══ Selected extract

Weather vs. the Stock Market

Posted on Aug 5, 2016

Weathering the Stock Storm

I love the gentle rain. I like the way it feels when it just whispers quietly on my face and its wisps touch the leaves of grass. The dew is exhilarating. But in the same vein that it refreshes, revives, and renews, it can rear its ugly head quickly. When it insists on summoning its torrential mood, it can destroy, decimate, and devastate life and property quite as easily. Fortunately, such extreme weather conditions are not a frequent occurrence. Well, not yet at least. That being said, we're here to investigate how daily weather affects us in ways that could be very nuanced. The stock market is potentially one of them.

Climate and weather are interrelated. They just differ in the context of time and space. Climate is the average of our day to day weather conditions through the lens of time and space. As they always say, weather is what we "get", climate is what we "expect". But that equation is starting to change and flip on its head.

We still don't know enough about our earth's climate and weather despite all the research done. Although the advances in weather research and technology have progressed significantly over several decades, the specifics of the causes of climate change still elude us. Something that we take for granted everyday is our weather - it affects us all in different ways, big, small or indifferent. It is partly in this context that furthering our understanding of the weather is so important.

Looking past this, our local weather patterns also have an impact to our daily lives. There is no question that even normal weather conditions affect the social, economic, and financial aspects of humanity.

Unleash the Kraken

Let's consider a controversial topic: Weather and stocks. Does weather affect the financial markets? Is  there a correlation between the two? Do stock prices and equities trading transaction volumes follow a pattern in relation to different weather conditions? If there is a correlation, what could be driving it? This research seeks to gain some insight into this area. It beyond the obvious impact of extreme weather and asks if the normal day to day, season to season changes and fluctuations have some type of influence on how the stock market behaves.

Discovery consists of seeing what everyone has seen, and thinking what no one has thought.

     --- Albert Szent Gyorgi, 1937 Nobel Laureate Physiologist

In Greek mythology, Perseus was a demigod who was known to be the ultimate slayer. In all his quests and journeys, he had to face a slew of adversaries that required different approaches and combination of weapons to defeat. He was fortunate that his amazing arsenal was bestowed to him by the gods, like a shield, a sword, and winged sandals. But there was this one special gift that Athena gave him. It was an all-guiding owl that became Perseus' eyes and ears, it goes far and wide to give Perseus all sorts of information for him to be successful in all his quest.

Creating the Stock Analyzer Tool

There are a lot of tools out there that can do a numerical and trend analysis on stocks. But I have yet to see one made for analyzing stocks information against various weather conditions. Thus, I created an app to examine the trends and correlation of stock information with weather conditions. You can access this application, the Bubo Stock Analyzer,  by clicking the image below.


The Quest and Question

This should start our quest for insight and, hopefully, a better understanding of the relationship between weather conditions and the stock market. The question remains: is there a correlation between the different types of weather conditions against the movement of the equities market? Does weather affects us in ways that we don't even know about. I want to start the  quest by focusing the analysis based around weather in New York City.

questionThe research community’s findings on the topic of behavioral finance seem to be divided. Some say that there is absolutely no correlation between weather and some say there is. This is an opportunity for us to investigate and find out for ourselves. It’s pertinent to exclude major storms and hurricanes since these phenomena affect the market drastically due to their impact. So let's use this stock analyzer tool to find out.

════

Exercises to complete ::
• a. Answer these questions on the post about weather and the stock market:
(i) Which three gifts from the gods does the post list for Perseus besides the owl?
(ii) Which city's weather does the analysis focus on?
(iii) What kinds of weather events does the post say should be excluded?
• b. Copy the records from the line containing "canopy shown in the photo above." through the end of the records, keeping every line, and increase each coordinate value in the points by 84.

══ Stored rows

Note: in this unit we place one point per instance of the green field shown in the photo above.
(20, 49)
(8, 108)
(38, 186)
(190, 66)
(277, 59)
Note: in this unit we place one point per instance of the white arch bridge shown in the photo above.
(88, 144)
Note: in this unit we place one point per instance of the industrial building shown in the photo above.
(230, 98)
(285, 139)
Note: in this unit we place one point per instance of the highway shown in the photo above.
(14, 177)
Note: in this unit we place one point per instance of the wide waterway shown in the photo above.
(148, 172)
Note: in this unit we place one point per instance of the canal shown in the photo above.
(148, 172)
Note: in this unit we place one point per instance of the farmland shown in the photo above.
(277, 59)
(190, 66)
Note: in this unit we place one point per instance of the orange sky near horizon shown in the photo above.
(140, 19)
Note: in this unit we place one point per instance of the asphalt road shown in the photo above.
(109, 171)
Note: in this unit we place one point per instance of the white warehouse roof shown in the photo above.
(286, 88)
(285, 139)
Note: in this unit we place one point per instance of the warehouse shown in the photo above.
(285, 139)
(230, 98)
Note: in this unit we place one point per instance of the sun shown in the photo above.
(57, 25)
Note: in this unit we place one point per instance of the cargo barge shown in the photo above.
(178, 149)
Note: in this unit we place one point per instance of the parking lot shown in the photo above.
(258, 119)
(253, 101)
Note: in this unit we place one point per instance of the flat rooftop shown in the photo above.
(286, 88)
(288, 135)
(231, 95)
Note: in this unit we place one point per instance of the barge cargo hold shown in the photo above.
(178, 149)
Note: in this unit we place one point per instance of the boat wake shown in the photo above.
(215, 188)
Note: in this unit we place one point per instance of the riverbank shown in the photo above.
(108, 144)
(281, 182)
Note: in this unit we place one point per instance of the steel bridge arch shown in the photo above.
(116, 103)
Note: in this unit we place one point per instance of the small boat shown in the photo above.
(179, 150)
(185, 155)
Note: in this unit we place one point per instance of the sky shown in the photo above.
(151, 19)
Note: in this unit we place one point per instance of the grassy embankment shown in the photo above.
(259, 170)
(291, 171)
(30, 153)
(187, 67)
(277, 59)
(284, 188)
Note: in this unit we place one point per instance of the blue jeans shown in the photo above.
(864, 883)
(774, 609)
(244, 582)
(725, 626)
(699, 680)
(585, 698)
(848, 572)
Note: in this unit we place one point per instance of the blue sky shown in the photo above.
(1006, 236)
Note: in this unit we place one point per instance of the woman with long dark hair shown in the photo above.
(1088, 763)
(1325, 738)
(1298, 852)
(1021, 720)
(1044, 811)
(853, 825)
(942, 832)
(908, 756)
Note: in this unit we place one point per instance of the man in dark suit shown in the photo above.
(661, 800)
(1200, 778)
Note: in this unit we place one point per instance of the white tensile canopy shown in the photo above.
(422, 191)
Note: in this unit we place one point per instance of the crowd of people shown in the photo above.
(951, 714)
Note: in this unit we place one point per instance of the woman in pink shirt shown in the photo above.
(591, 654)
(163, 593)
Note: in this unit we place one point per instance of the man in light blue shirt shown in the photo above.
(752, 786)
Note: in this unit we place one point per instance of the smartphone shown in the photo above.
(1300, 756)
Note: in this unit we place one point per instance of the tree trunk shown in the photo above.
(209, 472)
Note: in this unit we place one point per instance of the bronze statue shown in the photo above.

════

Answers for this exercise ::
• a.
(i) A shield, a sword, and winged sandals.
(ii) New York City.
(iii) Major storms and hurricanes.

• b.
Note: in this unit we place one point per instance of the white tensile canopy shown in the photo above.
(506, 275)
Note: in this unit we place one point per instance of the crowd of people shown in the photo above.
(1035, 798)
Note: in this unit we place one point per instance of the woman in pink shirt shown in the photo above.
(675, 738)
(247, 677)
Note: in this unit we place one point per instance of the man in light blue shirt shown in the photo above.
(836, 870)
Note: in this unit we place one point per instance of the smartphone shown in the photo above.
(1384, 840)
Note: in this unit we place one point per instance of the tree trunk shown in the photo above.
(293, 556)
Note: in this unit we place one point per instance of the bronze statue shown in the photo above.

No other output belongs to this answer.